» **Given task**:
Count the lines in the records below that contain the string "trim", and reply with only that number.
○ ○ ○ ○ ○
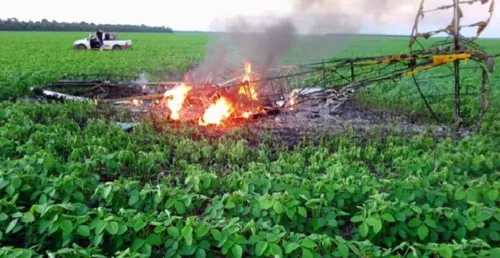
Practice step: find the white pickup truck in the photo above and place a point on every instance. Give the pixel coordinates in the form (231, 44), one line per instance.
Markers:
(111, 42)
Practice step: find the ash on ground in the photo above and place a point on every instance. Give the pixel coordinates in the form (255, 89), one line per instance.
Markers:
(342, 118)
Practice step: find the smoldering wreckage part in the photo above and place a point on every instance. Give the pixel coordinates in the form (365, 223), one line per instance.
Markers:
(214, 99)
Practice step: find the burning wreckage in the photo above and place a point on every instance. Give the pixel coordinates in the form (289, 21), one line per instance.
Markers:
(254, 91)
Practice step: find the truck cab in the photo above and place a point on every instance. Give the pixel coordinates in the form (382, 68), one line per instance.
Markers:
(110, 40)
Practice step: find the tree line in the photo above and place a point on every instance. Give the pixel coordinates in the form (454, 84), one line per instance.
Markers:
(13, 24)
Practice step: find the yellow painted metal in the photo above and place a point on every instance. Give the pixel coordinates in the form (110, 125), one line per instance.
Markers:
(440, 60)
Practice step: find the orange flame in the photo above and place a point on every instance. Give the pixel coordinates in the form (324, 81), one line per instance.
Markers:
(293, 99)
(217, 112)
(175, 99)
(136, 102)
(251, 86)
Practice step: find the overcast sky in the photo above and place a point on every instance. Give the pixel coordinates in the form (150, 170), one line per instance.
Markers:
(393, 18)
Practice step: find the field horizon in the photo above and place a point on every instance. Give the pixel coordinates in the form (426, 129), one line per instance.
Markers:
(74, 183)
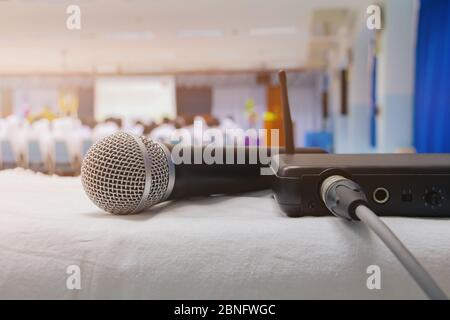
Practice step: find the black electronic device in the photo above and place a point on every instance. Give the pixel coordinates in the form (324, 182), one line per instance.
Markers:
(413, 185)
(409, 185)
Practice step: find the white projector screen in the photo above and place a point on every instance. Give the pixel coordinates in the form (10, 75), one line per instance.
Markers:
(135, 98)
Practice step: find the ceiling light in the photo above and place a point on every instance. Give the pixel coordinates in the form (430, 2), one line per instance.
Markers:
(270, 31)
(130, 35)
(200, 33)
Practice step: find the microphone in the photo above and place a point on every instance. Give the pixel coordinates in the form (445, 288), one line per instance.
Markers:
(125, 174)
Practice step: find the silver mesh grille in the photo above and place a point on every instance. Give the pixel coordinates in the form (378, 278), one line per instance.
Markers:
(113, 173)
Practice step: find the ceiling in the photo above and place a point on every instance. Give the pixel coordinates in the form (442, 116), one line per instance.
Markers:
(164, 36)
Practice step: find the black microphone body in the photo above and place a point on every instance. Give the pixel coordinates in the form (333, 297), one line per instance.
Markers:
(125, 174)
(203, 179)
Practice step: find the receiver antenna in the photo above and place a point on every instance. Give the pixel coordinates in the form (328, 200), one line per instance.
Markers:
(287, 120)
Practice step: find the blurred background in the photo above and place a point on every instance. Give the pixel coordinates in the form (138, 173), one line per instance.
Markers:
(72, 72)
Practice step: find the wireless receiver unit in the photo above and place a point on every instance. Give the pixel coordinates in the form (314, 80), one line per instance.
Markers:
(410, 185)
(395, 184)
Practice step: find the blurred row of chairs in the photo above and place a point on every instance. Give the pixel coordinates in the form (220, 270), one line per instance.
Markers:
(59, 161)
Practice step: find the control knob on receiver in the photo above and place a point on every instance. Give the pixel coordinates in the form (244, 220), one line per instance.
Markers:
(433, 198)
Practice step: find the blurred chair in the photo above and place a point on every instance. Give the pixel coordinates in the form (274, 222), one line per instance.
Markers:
(7, 157)
(35, 159)
(322, 139)
(87, 143)
(62, 163)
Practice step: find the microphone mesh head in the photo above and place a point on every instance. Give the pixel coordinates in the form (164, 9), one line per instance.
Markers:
(114, 173)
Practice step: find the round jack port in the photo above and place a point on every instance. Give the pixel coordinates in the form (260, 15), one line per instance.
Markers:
(381, 195)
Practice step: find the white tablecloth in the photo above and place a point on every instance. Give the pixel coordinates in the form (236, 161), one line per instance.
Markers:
(224, 247)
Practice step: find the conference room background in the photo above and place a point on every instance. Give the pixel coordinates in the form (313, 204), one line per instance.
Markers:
(363, 76)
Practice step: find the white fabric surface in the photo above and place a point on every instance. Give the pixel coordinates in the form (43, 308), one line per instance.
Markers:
(225, 247)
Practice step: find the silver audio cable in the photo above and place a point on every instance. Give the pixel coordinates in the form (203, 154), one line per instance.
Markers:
(345, 199)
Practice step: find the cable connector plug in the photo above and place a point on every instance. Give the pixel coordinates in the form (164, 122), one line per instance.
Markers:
(342, 196)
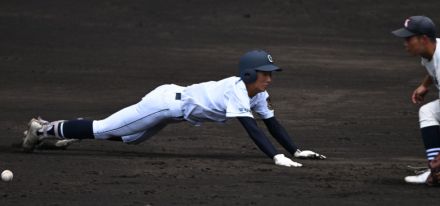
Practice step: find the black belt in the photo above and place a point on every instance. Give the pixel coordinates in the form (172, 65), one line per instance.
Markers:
(178, 96)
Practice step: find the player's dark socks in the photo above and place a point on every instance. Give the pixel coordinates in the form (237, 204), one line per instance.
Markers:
(77, 129)
(431, 140)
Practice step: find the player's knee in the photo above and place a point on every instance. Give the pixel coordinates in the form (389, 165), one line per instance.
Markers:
(427, 116)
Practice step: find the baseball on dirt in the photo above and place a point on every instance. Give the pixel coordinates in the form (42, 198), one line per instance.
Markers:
(7, 175)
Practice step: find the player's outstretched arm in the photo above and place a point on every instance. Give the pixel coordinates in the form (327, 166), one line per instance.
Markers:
(264, 144)
(281, 135)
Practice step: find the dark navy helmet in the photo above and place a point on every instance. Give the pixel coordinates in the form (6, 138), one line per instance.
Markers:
(253, 61)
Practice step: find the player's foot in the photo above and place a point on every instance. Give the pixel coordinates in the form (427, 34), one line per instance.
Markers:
(418, 179)
(31, 138)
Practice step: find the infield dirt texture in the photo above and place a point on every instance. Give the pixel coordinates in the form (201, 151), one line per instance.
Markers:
(344, 92)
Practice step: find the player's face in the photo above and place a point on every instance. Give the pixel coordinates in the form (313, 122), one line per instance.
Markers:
(263, 80)
(414, 45)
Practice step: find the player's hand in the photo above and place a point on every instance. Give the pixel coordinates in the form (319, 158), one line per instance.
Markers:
(307, 154)
(282, 160)
(419, 94)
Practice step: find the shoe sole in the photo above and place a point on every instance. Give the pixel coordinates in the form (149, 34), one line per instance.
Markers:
(31, 139)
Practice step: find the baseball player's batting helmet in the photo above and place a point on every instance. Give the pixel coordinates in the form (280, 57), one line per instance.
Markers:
(253, 61)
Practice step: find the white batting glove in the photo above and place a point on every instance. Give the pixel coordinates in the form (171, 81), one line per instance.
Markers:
(282, 160)
(308, 154)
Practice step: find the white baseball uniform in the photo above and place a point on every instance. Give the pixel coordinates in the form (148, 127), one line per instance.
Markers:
(214, 101)
(429, 114)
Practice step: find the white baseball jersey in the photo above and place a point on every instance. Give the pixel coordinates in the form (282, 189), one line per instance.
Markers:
(210, 101)
(218, 100)
(433, 66)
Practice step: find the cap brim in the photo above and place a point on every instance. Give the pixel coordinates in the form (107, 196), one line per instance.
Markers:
(403, 32)
(268, 68)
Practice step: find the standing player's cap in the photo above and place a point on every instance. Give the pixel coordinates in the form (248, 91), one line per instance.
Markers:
(416, 25)
(257, 60)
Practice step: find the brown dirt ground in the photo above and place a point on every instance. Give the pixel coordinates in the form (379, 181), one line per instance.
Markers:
(344, 92)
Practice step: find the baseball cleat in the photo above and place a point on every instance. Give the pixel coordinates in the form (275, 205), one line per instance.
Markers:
(31, 138)
(418, 179)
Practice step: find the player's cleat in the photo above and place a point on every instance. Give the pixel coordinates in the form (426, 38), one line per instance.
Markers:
(419, 178)
(31, 138)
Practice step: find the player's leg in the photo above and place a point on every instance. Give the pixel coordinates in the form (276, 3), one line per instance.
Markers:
(156, 108)
(429, 116)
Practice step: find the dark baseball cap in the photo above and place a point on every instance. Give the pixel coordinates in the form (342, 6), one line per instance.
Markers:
(258, 60)
(416, 25)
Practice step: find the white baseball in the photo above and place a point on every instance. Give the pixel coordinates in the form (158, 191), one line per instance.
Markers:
(7, 175)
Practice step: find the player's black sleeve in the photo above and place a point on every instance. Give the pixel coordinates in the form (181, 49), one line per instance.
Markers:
(280, 134)
(258, 136)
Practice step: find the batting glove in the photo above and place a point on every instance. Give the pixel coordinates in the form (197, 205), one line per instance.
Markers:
(308, 154)
(282, 160)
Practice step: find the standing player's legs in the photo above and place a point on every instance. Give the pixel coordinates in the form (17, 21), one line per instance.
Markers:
(429, 118)
(132, 124)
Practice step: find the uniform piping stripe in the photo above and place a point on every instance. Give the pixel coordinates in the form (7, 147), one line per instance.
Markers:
(131, 122)
(433, 150)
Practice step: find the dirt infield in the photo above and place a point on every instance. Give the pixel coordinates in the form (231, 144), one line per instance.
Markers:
(344, 92)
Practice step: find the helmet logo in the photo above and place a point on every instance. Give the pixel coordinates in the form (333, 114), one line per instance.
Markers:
(406, 23)
(269, 58)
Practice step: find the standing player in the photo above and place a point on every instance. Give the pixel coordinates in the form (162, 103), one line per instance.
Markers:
(217, 101)
(420, 40)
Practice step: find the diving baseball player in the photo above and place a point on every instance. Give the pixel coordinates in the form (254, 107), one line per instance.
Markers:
(419, 35)
(213, 101)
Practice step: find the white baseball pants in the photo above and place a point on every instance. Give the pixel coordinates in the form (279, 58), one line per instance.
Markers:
(429, 114)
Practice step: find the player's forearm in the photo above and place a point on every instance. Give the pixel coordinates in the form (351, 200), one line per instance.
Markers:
(258, 136)
(280, 134)
(427, 81)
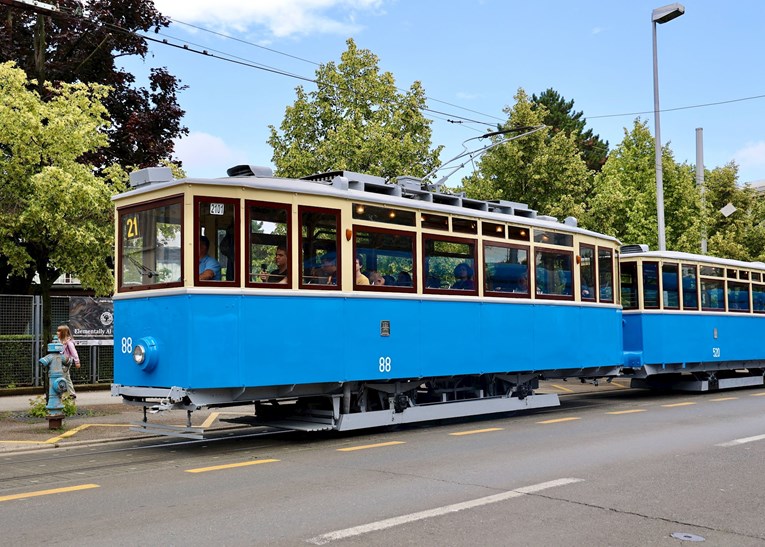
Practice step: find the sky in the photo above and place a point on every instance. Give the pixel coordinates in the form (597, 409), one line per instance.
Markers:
(471, 57)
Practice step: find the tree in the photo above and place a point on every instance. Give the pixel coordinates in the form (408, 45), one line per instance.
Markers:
(80, 44)
(624, 201)
(741, 235)
(355, 120)
(545, 171)
(559, 114)
(56, 213)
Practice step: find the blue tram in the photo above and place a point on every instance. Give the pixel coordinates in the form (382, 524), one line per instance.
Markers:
(343, 301)
(692, 322)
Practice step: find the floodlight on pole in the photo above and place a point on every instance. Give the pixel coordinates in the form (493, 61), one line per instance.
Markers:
(660, 15)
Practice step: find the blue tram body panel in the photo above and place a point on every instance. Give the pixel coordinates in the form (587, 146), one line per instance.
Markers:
(208, 341)
(671, 338)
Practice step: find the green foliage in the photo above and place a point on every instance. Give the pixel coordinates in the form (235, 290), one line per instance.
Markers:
(355, 120)
(559, 115)
(37, 407)
(544, 170)
(56, 214)
(624, 201)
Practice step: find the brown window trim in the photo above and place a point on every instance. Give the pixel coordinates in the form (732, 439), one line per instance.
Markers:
(237, 205)
(338, 249)
(448, 239)
(248, 205)
(595, 260)
(176, 199)
(386, 288)
(506, 294)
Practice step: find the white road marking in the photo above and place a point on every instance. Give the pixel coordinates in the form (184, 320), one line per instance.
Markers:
(439, 511)
(745, 440)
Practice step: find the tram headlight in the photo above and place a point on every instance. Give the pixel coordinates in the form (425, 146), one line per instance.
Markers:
(146, 353)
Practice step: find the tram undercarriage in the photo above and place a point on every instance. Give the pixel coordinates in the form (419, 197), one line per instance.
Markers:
(350, 405)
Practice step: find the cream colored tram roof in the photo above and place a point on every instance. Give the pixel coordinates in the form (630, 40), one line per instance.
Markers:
(690, 257)
(323, 189)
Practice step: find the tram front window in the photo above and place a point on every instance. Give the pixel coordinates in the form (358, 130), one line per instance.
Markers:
(217, 239)
(150, 246)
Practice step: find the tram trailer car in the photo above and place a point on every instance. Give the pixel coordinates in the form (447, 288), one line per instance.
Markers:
(479, 299)
(692, 322)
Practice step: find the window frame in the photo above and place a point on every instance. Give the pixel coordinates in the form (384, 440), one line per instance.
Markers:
(560, 251)
(198, 199)
(386, 288)
(176, 199)
(450, 239)
(248, 205)
(508, 294)
(338, 248)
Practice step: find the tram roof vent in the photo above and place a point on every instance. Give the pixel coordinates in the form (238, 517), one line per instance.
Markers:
(150, 175)
(249, 171)
(634, 249)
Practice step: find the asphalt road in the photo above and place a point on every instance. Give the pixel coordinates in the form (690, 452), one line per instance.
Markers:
(622, 467)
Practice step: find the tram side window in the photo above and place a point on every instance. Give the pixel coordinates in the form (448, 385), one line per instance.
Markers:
(758, 298)
(506, 270)
(150, 246)
(386, 259)
(712, 294)
(670, 289)
(587, 271)
(217, 239)
(553, 274)
(320, 259)
(268, 248)
(650, 284)
(606, 274)
(738, 296)
(450, 266)
(630, 296)
(690, 293)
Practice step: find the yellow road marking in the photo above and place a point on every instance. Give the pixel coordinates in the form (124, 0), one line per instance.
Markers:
(559, 420)
(48, 492)
(23, 442)
(474, 431)
(79, 428)
(228, 466)
(210, 419)
(364, 447)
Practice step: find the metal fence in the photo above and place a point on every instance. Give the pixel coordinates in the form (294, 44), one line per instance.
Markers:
(21, 338)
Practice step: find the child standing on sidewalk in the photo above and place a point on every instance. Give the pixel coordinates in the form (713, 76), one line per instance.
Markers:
(65, 337)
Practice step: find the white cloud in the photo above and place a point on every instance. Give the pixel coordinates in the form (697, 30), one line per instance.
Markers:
(281, 17)
(205, 155)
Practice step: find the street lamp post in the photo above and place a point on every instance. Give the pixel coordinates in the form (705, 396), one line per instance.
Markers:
(660, 15)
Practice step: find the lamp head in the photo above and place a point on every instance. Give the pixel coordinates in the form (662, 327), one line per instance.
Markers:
(667, 13)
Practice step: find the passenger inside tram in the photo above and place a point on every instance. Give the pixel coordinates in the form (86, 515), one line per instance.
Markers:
(281, 273)
(209, 268)
(463, 275)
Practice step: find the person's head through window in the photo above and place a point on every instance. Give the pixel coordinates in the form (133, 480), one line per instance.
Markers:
(376, 278)
(329, 267)
(209, 268)
(361, 279)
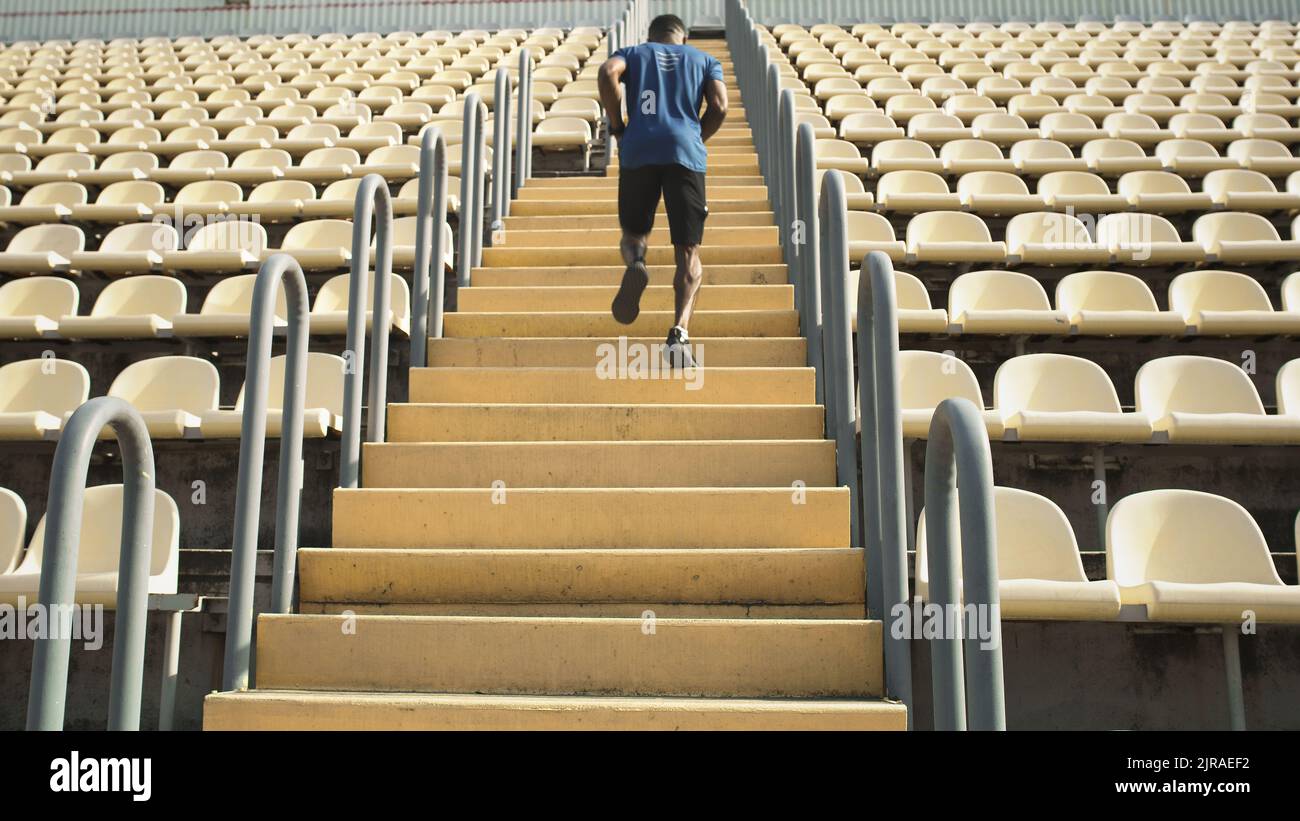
○ ○ ○ ○ ○
» **Solution**:
1